::: Supplied passage :::

Intially I will have one of the groups take notes, say group A, and the instruction for group B will be to listen.  I tell group B to just listen – and I make sure they do not have a pencil in their hand, because I do not want them writing anything.  Then I have group A take notes and help me solve the problem.  Once we have the whole problem on the whiteboard, I erase it, and switch the slide.

Now it is time for group A to teach group B, and for group B to take notes on what group A is telling them.  It is critical to be circulating at this point.  Randomly choose a group and ask the student in group B how to do the problem. If they explain it correctly, thank the group A students for great teaching, and the group B student for great learning.

Now repeat the same steps with jobs reversed.  At the end I have one problem that everyone needs to do.  I typically google translate the instructions into a language no one knows, and then I act upset when the students do not initially know what to do.

Math Hospital

The Description:

Math Hospital is an activity I try to do every other chapter.  I was given to me by my old district instructional coach.  He had given me a two page handout, but I have since lost it, and I don’t have a digital copy.   Here’s how it goes:

– The day before I give the students a problem to do on an exit ticket.  Then I look through those tickets for a common mistake, and scan that students work into my slides (student names redacted).

– The Initial slide for Math Hospital is always a reminder of the theme of Math Hospital – failure is helpful and not shameful.  I took that theme from a Dan Meyer post you can find here.  This is where I remind students that getting things wrong is a great opportunity to learn.

– Each student gets one exit ticket to do their work on.

– The 1st part of Math Hospital is called “Reading” and is simply where I ask a couple students to read the problem out loud.  It’s good that the class hears how other people interpret math language.

::: Information shown :::

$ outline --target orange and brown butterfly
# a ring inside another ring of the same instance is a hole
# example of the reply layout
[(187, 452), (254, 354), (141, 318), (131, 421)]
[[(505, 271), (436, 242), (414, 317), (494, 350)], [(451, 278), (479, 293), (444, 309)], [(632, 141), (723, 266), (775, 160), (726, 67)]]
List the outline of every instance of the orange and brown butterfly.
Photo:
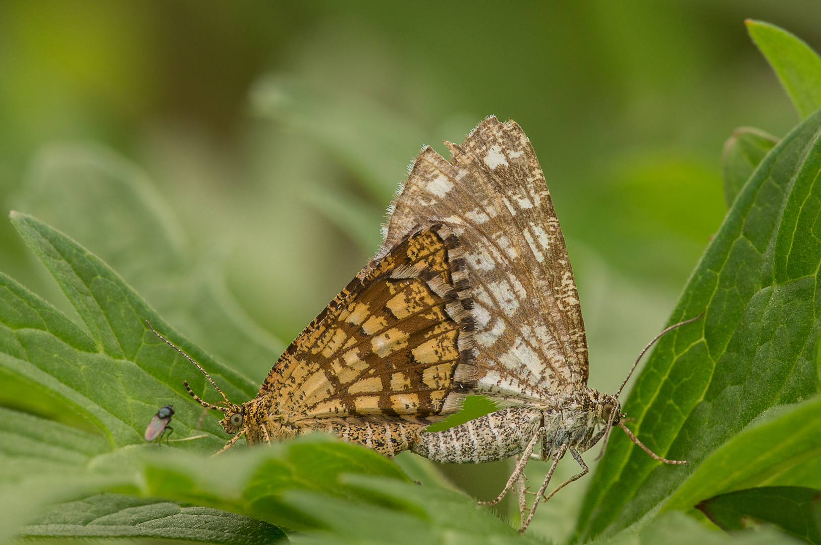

:::

**Task goal:** Can you rewrite the Math Hospital text from "Math Hospital is an" up to and including "(student names redacted).", putting "math coach" in place of "instructional coach"?

**Answer box:**
Math Hospital is an activity I try to do every other chapter.  I was given to me by my old district math coach.  He had given me a two page handout, but I have since lost it, and I don’t have a digital copy.   Here’s how it goes:

– The day before I give the students a problem to do on an exit ticket.  Then I look through those tickets for a common mistake, and scan that students work into my slides (student names redacted).